Reproduce word for word the lines below, from the one containing "Return one point per instance of the keyboard, x" through the last line, both ends included.
--- start of INPUT FOR THIS TASK ---
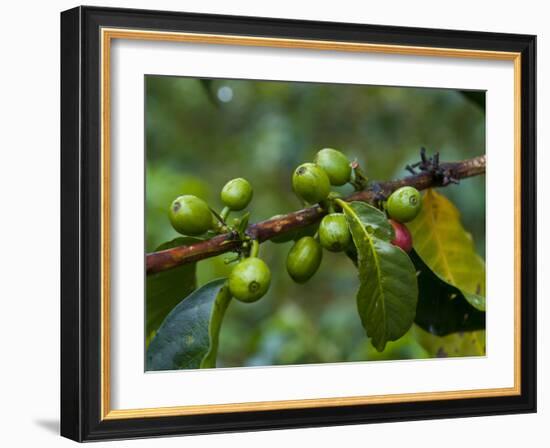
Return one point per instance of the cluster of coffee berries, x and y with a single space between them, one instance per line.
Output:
250 278
312 183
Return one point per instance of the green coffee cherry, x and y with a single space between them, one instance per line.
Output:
335 164
311 183
334 234
190 215
237 194
304 258
249 280
404 204
295 234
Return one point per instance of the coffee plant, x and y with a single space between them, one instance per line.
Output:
415 261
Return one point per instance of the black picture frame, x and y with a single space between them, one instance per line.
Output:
81 224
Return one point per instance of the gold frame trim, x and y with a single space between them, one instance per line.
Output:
107 35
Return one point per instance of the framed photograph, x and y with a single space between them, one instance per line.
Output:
276 224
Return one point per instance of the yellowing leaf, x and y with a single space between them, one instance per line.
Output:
447 249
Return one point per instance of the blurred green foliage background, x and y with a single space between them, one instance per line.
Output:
201 133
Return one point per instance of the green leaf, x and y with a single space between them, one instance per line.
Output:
447 249
188 337
442 308
388 290
469 343
374 220
165 290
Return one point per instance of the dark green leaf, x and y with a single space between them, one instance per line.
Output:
188 337
166 289
475 96
388 289
442 308
468 343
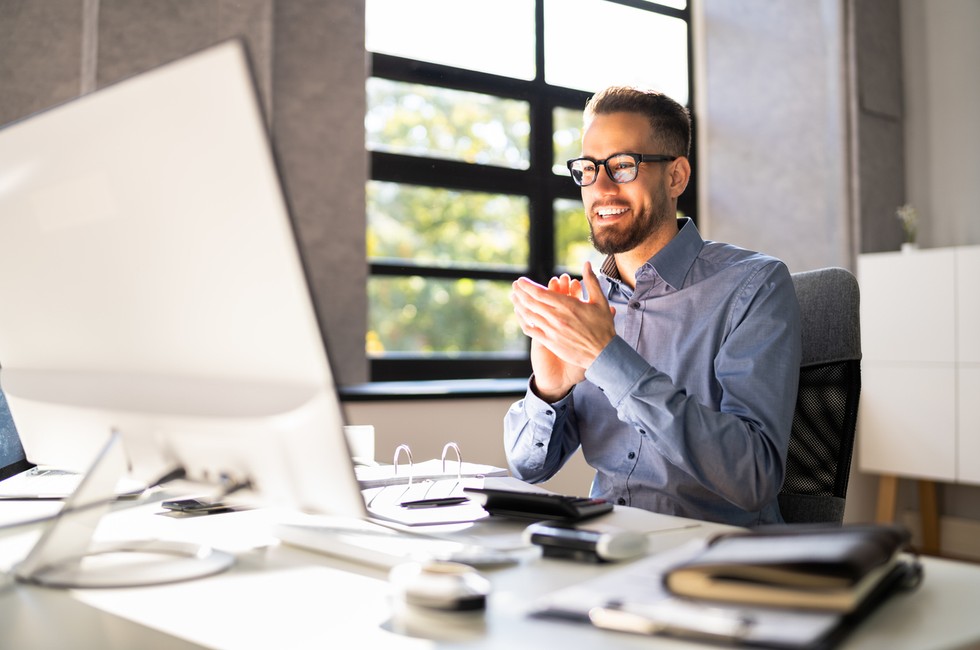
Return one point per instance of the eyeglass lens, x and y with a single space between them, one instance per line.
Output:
621 168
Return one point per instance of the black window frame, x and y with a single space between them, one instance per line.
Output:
538 183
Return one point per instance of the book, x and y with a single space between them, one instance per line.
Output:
833 569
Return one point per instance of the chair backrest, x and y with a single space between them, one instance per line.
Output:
822 440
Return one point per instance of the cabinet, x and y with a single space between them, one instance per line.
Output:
919 413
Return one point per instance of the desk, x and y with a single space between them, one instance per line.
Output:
283 597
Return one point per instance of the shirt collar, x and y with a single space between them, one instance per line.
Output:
673 261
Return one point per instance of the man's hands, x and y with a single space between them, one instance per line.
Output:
567 332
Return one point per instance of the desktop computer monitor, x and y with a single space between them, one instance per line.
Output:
151 285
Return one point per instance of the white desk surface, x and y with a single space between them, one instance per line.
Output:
279 596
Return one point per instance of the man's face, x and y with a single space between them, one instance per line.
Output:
623 216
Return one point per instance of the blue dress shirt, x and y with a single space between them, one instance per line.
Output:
688 410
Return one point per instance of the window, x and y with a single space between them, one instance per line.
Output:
472 111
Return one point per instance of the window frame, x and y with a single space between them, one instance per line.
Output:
538 183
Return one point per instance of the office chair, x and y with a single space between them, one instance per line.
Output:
822 439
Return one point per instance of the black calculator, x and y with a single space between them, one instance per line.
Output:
537 505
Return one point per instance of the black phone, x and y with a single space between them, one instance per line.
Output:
198 504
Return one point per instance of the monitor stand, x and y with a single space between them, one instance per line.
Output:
65 556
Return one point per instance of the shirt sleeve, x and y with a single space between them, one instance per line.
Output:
737 447
539 437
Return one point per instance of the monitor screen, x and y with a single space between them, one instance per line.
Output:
151 284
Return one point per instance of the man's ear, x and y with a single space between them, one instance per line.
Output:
680 174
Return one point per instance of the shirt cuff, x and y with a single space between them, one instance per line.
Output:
617 369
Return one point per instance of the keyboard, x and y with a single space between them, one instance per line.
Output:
538 505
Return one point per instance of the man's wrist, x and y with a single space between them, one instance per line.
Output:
550 396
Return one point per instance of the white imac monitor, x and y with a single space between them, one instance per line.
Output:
151 285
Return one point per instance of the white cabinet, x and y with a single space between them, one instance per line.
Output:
919 414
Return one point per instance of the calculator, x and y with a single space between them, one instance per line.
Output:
538 505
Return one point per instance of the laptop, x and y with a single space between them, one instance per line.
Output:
21 479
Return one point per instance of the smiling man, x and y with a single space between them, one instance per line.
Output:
675 369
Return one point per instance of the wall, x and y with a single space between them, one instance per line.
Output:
941 56
771 108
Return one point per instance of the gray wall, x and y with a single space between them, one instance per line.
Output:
--- end of INPUT FOR THIS TASK ---
▸ **FINISHED ANSWER**:
Return one point per instance of the keyboard, x and y with a single space between them, one instance per line.
Output:
538 505
Return one point per instance of the man's wrist, x and y with a single space between them, one instance per line.
Output:
550 396
Return one point per instance of the white imac monitor, x and y with a single space between them, one instance per line.
Output:
151 285
Return one point per instance of the white cabinet, x and y with a single space between them, one instance per line.
Output:
919 414
Return one point per instance of the calculator, x and y with a single space between them, one instance per line.
Output:
538 505
Return one point per instance of the laptop, x and y with a single space between them, one instance per line.
Output:
21 479
Return one point per instance of the smiling man, x and y with a single space between them, one instance per line.
Output:
675 369
Return one point per instance of the wall, x and y with a single space between them, one instance per line.
Output:
941 56
771 108
Return one point per instance of the gray wall, x and y with a single space between them, one instance per line.
Output:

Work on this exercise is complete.